§ **Work task**
Reading down the listing below, count the lines where the word "bumper" shows up, then give only that count.

§ **Extracted data**
....................
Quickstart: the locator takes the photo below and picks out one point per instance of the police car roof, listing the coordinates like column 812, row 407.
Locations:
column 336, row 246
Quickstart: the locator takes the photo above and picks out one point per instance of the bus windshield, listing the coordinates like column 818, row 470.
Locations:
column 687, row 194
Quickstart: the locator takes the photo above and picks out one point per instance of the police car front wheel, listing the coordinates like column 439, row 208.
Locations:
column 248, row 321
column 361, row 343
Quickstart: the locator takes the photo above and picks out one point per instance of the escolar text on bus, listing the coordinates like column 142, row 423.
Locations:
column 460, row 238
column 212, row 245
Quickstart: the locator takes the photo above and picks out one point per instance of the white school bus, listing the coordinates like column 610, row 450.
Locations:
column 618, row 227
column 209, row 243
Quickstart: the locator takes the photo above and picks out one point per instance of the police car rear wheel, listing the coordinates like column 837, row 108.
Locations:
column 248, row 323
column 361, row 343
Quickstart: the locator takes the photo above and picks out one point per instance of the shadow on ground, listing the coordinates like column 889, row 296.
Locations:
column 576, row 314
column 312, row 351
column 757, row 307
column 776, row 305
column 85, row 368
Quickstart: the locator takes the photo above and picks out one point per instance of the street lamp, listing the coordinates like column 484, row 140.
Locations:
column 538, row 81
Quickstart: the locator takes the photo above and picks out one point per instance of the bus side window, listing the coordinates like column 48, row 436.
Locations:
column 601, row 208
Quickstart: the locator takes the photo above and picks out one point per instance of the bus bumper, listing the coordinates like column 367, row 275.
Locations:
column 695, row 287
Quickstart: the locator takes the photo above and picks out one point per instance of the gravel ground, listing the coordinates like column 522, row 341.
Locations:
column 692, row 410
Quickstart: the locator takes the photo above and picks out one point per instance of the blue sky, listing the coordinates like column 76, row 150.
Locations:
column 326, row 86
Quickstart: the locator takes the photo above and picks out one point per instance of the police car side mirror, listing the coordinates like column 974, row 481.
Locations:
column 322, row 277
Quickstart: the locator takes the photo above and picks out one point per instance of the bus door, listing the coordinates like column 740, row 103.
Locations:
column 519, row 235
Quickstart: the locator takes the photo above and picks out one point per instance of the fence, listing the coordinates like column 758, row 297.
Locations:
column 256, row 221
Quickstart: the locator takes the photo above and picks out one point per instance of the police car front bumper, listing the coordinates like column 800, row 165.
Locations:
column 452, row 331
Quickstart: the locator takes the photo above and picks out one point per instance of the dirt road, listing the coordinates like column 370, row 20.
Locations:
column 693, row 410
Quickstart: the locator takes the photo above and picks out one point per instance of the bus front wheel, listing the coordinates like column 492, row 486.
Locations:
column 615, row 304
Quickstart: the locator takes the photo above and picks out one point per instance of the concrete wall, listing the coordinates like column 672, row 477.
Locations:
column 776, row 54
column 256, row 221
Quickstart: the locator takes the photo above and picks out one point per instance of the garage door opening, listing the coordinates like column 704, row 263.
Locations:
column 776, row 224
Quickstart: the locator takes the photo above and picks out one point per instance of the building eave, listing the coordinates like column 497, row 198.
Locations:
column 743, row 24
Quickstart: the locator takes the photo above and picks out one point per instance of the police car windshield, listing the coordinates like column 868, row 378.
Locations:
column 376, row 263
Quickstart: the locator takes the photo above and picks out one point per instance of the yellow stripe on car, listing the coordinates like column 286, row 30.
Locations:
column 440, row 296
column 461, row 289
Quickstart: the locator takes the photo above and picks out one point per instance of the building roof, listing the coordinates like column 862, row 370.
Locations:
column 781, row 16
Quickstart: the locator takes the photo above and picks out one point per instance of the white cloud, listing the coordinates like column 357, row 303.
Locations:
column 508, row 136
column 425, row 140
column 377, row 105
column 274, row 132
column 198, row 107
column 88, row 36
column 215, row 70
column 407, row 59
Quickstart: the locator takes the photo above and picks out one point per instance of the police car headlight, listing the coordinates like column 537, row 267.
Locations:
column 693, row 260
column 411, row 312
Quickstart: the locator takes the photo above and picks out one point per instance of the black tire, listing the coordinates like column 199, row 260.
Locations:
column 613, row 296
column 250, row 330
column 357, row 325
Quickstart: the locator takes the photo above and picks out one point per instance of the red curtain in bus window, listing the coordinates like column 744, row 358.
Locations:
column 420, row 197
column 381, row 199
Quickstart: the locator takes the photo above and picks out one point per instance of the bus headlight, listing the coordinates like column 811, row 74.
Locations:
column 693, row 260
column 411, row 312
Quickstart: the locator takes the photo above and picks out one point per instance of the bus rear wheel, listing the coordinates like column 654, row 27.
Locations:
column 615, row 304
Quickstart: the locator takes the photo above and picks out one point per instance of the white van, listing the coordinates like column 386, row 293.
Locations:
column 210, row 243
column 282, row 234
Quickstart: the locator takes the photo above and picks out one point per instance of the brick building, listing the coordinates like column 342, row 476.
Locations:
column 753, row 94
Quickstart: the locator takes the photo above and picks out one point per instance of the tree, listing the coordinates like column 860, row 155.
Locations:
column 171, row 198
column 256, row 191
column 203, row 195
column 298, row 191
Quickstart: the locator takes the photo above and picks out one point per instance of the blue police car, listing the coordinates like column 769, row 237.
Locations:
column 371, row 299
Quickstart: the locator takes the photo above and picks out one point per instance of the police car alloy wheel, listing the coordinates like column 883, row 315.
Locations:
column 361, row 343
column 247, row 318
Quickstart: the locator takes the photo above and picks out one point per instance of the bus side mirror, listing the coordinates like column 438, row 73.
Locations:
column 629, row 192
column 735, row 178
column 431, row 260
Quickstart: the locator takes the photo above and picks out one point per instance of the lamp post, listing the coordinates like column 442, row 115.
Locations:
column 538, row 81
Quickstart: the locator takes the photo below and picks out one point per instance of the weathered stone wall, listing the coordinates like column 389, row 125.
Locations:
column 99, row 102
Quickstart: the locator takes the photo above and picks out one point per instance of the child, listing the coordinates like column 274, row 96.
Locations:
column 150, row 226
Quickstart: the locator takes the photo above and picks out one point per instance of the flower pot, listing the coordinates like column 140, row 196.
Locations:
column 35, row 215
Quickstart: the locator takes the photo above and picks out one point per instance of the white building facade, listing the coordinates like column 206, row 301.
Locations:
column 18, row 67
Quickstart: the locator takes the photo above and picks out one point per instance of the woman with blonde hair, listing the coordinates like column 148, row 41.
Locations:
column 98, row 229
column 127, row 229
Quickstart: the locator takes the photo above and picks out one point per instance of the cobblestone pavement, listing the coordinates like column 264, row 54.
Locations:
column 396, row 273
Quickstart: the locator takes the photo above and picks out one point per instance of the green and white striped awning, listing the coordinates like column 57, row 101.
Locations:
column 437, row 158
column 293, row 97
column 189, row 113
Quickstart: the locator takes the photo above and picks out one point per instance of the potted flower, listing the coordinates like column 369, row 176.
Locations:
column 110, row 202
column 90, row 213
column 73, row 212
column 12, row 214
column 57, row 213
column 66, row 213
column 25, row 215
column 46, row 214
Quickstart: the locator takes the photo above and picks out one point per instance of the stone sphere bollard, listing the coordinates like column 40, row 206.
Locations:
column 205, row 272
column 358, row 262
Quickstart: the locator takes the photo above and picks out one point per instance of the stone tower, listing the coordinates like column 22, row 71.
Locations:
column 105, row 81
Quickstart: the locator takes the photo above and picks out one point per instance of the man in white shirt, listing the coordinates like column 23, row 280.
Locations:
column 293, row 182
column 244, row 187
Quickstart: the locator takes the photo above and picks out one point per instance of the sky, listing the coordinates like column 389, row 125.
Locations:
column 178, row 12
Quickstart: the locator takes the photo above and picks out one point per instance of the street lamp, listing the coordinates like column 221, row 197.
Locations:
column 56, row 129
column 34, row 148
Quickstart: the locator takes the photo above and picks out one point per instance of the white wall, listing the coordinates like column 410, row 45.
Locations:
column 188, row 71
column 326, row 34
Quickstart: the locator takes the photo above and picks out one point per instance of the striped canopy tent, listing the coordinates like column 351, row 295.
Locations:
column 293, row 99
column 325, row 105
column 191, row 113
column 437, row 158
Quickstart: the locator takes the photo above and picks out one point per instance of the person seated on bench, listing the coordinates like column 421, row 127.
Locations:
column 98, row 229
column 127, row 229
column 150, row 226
....................
§ **Your solution**
2